Line by line, transcribe the data shown below.

==== Input material ====

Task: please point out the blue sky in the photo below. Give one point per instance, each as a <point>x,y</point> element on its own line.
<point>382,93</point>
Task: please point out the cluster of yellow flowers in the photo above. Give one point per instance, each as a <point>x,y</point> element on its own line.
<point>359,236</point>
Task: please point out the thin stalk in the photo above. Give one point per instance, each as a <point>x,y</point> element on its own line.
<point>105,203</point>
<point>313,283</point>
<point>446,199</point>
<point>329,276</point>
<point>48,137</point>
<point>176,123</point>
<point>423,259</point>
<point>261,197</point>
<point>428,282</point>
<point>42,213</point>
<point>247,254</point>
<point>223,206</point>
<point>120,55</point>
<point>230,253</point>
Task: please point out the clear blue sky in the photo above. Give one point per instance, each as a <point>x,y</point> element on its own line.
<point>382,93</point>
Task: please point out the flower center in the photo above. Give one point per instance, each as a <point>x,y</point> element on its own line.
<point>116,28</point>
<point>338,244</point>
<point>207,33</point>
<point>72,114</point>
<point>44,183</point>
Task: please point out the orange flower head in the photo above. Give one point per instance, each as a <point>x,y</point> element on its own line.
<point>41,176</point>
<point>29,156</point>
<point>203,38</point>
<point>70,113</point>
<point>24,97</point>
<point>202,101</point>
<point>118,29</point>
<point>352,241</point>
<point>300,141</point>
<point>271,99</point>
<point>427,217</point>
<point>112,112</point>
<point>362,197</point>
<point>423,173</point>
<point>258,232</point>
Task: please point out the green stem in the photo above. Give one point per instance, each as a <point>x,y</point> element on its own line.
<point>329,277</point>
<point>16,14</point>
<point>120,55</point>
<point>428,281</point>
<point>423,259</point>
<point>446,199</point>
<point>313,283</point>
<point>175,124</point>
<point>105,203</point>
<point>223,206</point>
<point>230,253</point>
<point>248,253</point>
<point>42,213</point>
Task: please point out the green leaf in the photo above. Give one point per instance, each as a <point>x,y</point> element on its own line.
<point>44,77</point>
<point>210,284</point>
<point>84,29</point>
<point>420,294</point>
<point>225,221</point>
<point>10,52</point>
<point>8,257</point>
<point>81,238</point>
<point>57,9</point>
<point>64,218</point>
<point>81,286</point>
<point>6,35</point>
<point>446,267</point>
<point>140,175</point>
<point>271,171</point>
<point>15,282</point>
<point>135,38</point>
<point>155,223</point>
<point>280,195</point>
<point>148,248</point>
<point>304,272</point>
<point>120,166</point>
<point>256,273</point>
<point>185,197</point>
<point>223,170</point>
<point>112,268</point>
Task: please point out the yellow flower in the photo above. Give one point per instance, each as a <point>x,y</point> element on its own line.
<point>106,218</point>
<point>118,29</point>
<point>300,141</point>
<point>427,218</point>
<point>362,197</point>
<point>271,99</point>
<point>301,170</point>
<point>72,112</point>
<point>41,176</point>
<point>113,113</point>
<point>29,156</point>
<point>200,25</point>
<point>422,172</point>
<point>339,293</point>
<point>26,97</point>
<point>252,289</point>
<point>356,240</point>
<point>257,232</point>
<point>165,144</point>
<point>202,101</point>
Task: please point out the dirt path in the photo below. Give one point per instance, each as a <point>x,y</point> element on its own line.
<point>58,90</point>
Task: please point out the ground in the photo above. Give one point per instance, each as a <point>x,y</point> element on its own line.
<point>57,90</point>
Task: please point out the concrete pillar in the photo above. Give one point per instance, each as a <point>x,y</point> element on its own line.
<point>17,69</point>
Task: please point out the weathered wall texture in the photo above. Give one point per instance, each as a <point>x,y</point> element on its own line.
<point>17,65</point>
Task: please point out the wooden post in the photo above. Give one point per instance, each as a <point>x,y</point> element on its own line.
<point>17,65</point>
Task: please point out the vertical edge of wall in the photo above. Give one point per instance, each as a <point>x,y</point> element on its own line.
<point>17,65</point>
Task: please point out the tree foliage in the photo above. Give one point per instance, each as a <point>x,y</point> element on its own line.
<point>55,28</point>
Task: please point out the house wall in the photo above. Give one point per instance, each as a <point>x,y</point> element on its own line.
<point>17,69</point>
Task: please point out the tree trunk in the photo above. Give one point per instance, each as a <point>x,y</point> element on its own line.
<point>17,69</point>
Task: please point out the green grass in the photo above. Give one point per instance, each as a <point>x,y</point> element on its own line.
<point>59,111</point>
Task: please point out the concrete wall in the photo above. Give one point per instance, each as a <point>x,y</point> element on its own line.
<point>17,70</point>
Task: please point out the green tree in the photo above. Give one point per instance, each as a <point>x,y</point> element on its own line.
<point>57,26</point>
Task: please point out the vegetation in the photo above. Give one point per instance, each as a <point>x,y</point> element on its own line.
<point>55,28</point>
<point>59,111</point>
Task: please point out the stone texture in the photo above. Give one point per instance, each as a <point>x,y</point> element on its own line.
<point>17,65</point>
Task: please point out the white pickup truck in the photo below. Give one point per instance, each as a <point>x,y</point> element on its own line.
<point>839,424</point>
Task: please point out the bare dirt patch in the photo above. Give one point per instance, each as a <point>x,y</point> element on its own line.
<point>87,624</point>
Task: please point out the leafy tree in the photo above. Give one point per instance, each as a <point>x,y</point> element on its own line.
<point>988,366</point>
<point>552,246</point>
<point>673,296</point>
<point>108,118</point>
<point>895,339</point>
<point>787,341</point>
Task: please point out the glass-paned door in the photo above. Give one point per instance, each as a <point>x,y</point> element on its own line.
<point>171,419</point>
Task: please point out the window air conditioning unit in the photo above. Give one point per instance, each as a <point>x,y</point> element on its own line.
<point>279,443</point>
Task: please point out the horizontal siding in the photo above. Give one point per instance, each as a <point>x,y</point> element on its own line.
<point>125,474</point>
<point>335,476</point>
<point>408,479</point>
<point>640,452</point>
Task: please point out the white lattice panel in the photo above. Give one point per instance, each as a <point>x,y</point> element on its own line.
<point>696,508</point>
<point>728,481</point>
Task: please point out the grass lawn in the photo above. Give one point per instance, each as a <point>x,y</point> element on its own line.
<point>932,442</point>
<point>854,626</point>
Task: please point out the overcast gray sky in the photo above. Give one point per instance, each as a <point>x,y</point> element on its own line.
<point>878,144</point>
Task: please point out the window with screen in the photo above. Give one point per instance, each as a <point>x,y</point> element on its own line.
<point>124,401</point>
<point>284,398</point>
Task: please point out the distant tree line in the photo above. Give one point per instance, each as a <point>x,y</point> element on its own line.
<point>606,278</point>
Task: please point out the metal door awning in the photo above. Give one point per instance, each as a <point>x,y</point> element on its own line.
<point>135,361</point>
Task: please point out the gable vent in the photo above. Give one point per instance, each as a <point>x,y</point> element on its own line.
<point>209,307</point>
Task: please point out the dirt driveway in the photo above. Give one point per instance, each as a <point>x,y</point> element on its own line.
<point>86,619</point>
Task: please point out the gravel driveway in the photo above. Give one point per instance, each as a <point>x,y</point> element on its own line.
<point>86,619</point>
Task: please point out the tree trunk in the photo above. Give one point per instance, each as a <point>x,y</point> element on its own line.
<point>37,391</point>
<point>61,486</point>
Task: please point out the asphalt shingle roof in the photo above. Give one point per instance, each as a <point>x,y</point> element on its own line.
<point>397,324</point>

====

Solution below »
Task: please point out the blue sky in the photo below. Give one point per instance, each as a <point>x,y</point> element on its own line.
<point>382,93</point>
Task: please point out the cluster of yellow flowers in the photo above. Give one point per instance, each as a <point>x,y</point> element on its own line.
<point>359,236</point>
Task: please point out the thin stalk in the photo above. Give one point per instance, each as a <point>x,y</point> element on its own line.
<point>105,203</point>
<point>313,283</point>
<point>446,199</point>
<point>329,276</point>
<point>48,137</point>
<point>176,123</point>
<point>423,259</point>
<point>261,197</point>
<point>428,282</point>
<point>42,213</point>
<point>247,254</point>
<point>223,206</point>
<point>120,55</point>
<point>230,253</point>
Task: please point out the clear blue sky in the photo above. Give one point per instance, each as a <point>x,y</point> element on its own line.
<point>382,93</point>
Task: please point out the flower center in the photo above. Give one point per instance, each as a <point>x,y</point> element on its own line.
<point>116,28</point>
<point>338,244</point>
<point>207,33</point>
<point>72,114</point>
<point>44,183</point>
Task: please point out the orange flower head in the photo above. Give one point per instance, each as a <point>x,y</point> element on its own line.
<point>41,176</point>
<point>29,156</point>
<point>203,38</point>
<point>70,113</point>
<point>24,97</point>
<point>202,101</point>
<point>118,29</point>
<point>352,241</point>
<point>300,141</point>
<point>271,99</point>
<point>427,217</point>
<point>112,112</point>
<point>362,197</point>
<point>423,173</point>
<point>258,232</point>
Task: please point out the green stem in the photo above. Give one point per instance, each as a <point>x,y</point> element on its own line.
<point>329,277</point>
<point>16,14</point>
<point>120,55</point>
<point>428,281</point>
<point>423,259</point>
<point>446,199</point>
<point>313,283</point>
<point>175,124</point>
<point>105,203</point>
<point>223,206</point>
<point>230,253</point>
<point>248,253</point>
<point>42,213</point>
Task: please point out the green leaf in the photo above. Give one point per instance, each as a <point>x,y</point> element on its own line.
<point>44,77</point>
<point>210,284</point>
<point>84,29</point>
<point>420,294</point>
<point>225,221</point>
<point>10,52</point>
<point>8,257</point>
<point>81,238</point>
<point>57,9</point>
<point>64,218</point>
<point>81,286</point>
<point>6,35</point>
<point>446,267</point>
<point>140,175</point>
<point>271,171</point>
<point>15,282</point>
<point>135,38</point>
<point>155,223</point>
<point>280,195</point>
<point>148,248</point>
<point>304,272</point>
<point>120,166</point>
<point>256,273</point>
<point>185,197</point>
<point>223,170</point>
<point>112,268</point>
Task: please point out the yellow flower in the photo above. Give one point per instance, each as a <point>x,y</point> element on its own line.
<point>106,218</point>
<point>118,29</point>
<point>300,141</point>
<point>427,218</point>
<point>362,197</point>
<point>271,99</point>
<point>301,170</point>
<point>72,112</point>
<point>41,176</point>
<point>113,113</point>
<point>29,156</point>
<point>200,25</point>
<point>422,172</point>
<point>339,293</point>
<point>26,97</point>
<point>252,289</point>
<point>356,240</point>
<point>257,232</point>
<point>165,144</point>
<point>202,101</point>
Task: please point out the dirt path in the photo below. Give one point per instance, each as a <point>x,y</point> element on its own line.
<point>58,90</point>
Task: please point out the ground in the photo above. Give one point per instance, each as a <point>x,y</point> element on its own line.
<point>57,90</point>
Task: please point out the concrete pillar in the photo above. Give one point per instance, each as a <point>x,y</point> element on its own line.
<point>17,69</point>
Task: please point out the weathered wall texture in the photo above. Give one point per instance, each as a <point>x,y</point> element on its own line.
<point>17,65</point>
Task: please point out the wooden post in the photo above. Give one point per instance, each as a <point>x,y</point> element on its own line.
<point>17,65</point>
Task: please point out the vertical edge of wall in the photo above. Give one point per instance, each as a <point>x,y</point> element on its own line.
<point>17,65</point>
Task: please point out the tree foliage in the photo above. Give one point per instance, each as a <point>x,y</point> element on its own line.
<point>55,28</point>
Task: please point out the house wall in the photo above. Give one point per instance, each as a <point>x,y</point> element on its own line.
<point>17,69</point>
Task: please point out the tree trunk in the photo above. Give one point per instance, each as a <point>x,y</point> element on its own line.
<point>17,69</point>
Task: please point out the green grass in the photo above. Give one point per instance, each as a <point>x,y</point> element on its own line.
<point>59,111</point>
Task: please point out the concrete wall in the photo above. Give one point per instance, each as a <point>x,y</point> element on its own line.
<point>17,70</point>
Task: please point out the green tree in the photo above. Give one point per instance, each as a <point>x,y</point> element on its own line.
<point>57,26</point>
Task: please point out the vegetation in the photo above. Give one point per instance, each as a <point>x,y</point> element on its own line.
<point>55,28</point>
<point>59,111</point>
Task: please point out the stone texture in the photo above. Give one point per instance, each as a <point>x,y</point> element on its own line.
<point>17,65</point>
Task: please point out the white pickup truck in the photo below. Give one point per instance, each as a <point>x,y</point> element on its own line.
<point>839,424</point>
Task: please point out the bare dirt patch in the photo above. Give one point per instance, each as a <point>x,y</point> element on its own line.
<point>87,624</point>
Task: please point out the leafy tree in the photo above. Give one point per instance, each as a <point>x,y</point> element on its own line.
<point>988,366</point>
<point>552,246</point>
<point>673,296</point>
<point>108,118</point>
<point>895,339</point>
<point>787,341</point>
Task: please point out the glass-paned door in the photo above. Give one point per instance, each as a <point>x,y</point> element on its own line.
<point>171,419</point>
Task: please point out the window air conditioning unit in the photo above. Give one point per instance, each as a <point>x,y</point> element on its own line.
<point>279,443</point>
Task: please point out the horizontal siding in the photo above. Give one point per instance, each as a <point>x,y</point> element on its own line.
<point>125,474</point>
<point>335,476</point>
<point>408,479</point>
<point>640,452</point>
Task: please point out the white lattice panel in the photo above. Give one point per instance, each as a <point>x,y</point> element on its own line.
<point>696,508</point>
<point>728,481</point>
Task: please point out the grass lawn in the photo above. Give one point per instance, each as a <point>x,y</point> element on its own line.
<point>932,442</point>
<point>854,626</point>
Task: please point out the overcast gray sky in the photo above. Give one point per instance, each as a <point>x,y</point> element on its own line.
<point>878,144</point>
Task: please point out the window with screen in the photo above. Give one point per instance, each as a <point>x,y</point> element on its own line.
<point>124,401</point>
<point>284,398</point>
Task: please point out the distant tree line in the photo above. Give one point per instance, each as a <point>x,y</point> element on its own line.
<point>606,278</point>
Task: please point out the metal door awning in the photo above. Give one point per instance, each as a <point>x,y</point> element on its own line.
<point>135,361</point>
Task: please point out the gable vent in the photo above. Give one point per instance, each as a <point>x,y</point> element on its own line.
<point>209,307</point>
Task: please point out the dirt driveway in the photo above. Give one point per instance, each as a <point>x,y</point> element on its own line.
<point>86,619</point>
Task: please point out the gravel driveway in the photo above. Give one point per instance, each as a <point>x,y</point> element on its own line.
<point>86,619</point>
Task: please point out the tree trunk in the photo above. Give one point per instance, each as a <point>x,y</point> element on its own line.
<point>37,391</point>
<point>61,486</point>
Task: please point out the asphalt shingle roof in the photo above. Give one point per instance, each as a <point>x,y</point> element on its own line.
<point>397,324</point>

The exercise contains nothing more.